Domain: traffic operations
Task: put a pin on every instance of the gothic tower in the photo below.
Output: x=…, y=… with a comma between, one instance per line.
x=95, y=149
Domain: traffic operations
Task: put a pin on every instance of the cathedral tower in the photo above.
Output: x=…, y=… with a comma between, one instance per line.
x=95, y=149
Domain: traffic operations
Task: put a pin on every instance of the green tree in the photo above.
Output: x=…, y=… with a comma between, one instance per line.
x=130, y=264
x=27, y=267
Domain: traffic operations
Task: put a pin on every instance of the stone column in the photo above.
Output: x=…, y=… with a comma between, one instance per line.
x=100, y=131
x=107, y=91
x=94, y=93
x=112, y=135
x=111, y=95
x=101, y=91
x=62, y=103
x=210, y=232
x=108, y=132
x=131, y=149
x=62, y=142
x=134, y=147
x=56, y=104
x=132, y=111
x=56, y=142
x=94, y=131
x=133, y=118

▶ **WHAT YOU ARE ASKED TO DO**
Extract the complete listing verbatim.

▶ **RIGHT ANSWER**
Domain: traffic operations
Task: put a pin on every instance of the gothic tower in the photo below.
Output: x=…, y=… with a comma between, one instance per line.
x=95, y=149
Domain: traffic operations
Task: put a pin on every instance of the cathedral tower in the photo above.
Output: x=…, y=… with a comma between, one instance per line.
x=95, y=149
Domain: traffic operations
Task: put a pin on every instance of the green tree in the photo above.
Output: x=…, y=… with a comma between, one instance per line.
x=130, y=264
x=27, y=267
Domain: traffic operations
Task: put a pin on every instance of the stone column in the photo above.
Output: x=…, y=… with a comma between, one instance per line.
x=100, y=131
x=107, y=91
x=94, y=93
x=112, y=135
x=111, y=95
x=101, y=91
x=62, y=103
x=210, y=232
x=108, y=132
x=131, y=149
x=62, y=142
x=134, y=147
x=56, y=104
x=132, y=111
x=56, y=142
x=94, y=131
x=133, y=118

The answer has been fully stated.